▶ THE EXERCISE: In the MySQL manual page on troubleshooting InnoDB data dictionary operations, where is information about table definitions stored?

▶ TEXT BLOCK:
Documentation Home
MySQL 9.1 Reference Manual
Related Documentation Download this Manual
PDF (US Ltr) - 40.3Mb
PDF (A4) - 40.5Mb
Man Pages (TGZ) - 259.3Kb
Man Pages (Zip) - 366.4Kb
Info (Gzip) - 4.0Mb
Info (Zip) - 4.0Mb


MySQL 9.1 Reference Manual  /  ...  /  Troubleshooting InnoDB Data Dictionary Operations

17.20.4 Troubleshooting InnoDB Data Dictionary Operations

Information about table definitions is stored in the InnoDB data dictionary. If you move data files around, dictionary data can become inconsistent.

If a data dictionary corruption or consistency issue prevents you from starting InnoDB, see Section 17.20.3, “Forcing InnoDB Recovery” for information about manual recovery.

Cannot Open Datafile

With innodb_file_per_table enabled (the default), the following messages may appear at startup if a file-per-table tablespace file (.ibd file) is missing:

[ERROR] InnoDB: Operating system error number 2 in a file operation.

▶ DATA BLOCK:
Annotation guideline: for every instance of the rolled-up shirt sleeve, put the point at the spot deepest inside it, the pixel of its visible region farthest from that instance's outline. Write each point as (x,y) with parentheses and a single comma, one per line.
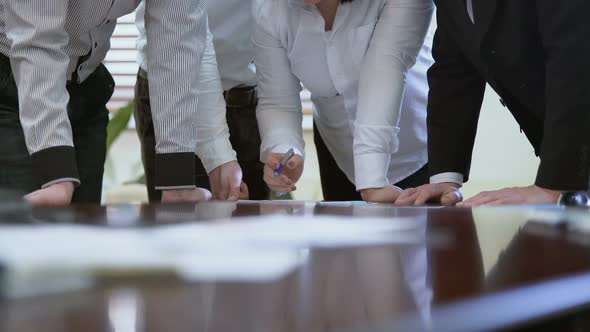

▶ ANSWER: It is stored in the InnoDB data dictionary.